_SUPPLIED ENTRIES_
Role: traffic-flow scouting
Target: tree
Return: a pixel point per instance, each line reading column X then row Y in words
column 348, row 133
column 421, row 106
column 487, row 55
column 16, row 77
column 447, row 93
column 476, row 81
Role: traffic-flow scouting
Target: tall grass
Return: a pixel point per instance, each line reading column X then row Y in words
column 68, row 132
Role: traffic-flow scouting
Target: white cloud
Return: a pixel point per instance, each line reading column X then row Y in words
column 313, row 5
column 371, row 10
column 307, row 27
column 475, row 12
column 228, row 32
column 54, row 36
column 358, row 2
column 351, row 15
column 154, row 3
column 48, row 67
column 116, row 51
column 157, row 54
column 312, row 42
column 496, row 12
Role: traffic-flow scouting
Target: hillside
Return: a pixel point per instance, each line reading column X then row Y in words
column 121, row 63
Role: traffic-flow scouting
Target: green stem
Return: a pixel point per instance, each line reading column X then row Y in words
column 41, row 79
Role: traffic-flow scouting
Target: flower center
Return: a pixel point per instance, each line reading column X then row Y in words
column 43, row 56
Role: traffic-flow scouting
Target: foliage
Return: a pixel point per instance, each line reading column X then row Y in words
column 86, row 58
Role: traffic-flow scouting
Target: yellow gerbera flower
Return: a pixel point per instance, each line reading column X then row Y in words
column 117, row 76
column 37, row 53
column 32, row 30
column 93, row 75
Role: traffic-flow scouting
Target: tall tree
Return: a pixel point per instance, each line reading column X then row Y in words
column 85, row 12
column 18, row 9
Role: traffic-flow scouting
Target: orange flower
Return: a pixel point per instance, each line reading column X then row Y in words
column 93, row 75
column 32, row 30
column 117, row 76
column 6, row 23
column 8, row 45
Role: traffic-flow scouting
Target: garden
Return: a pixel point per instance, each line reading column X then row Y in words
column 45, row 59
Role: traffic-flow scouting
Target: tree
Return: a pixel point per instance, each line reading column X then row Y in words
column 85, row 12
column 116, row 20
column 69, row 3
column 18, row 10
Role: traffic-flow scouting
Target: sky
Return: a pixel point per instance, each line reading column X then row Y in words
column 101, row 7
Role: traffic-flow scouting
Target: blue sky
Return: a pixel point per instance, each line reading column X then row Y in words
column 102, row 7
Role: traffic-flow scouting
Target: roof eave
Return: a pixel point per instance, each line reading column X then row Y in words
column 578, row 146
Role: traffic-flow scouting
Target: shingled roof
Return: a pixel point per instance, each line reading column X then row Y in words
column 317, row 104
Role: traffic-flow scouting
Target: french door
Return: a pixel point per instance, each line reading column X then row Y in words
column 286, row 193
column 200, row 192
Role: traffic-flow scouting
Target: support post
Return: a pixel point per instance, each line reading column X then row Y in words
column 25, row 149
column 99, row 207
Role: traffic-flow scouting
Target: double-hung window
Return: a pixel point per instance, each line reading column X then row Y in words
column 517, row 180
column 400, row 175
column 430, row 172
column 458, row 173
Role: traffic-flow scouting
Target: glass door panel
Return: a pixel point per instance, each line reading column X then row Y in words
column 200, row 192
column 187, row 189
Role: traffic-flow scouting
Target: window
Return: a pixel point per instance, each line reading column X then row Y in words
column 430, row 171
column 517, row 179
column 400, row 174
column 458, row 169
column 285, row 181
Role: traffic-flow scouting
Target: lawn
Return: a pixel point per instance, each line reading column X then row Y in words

_PROMPT_
When you find a line in the records that contains the word "window", copy it.

_YOUR SOLUTION_
Target: double-hung window
Target: window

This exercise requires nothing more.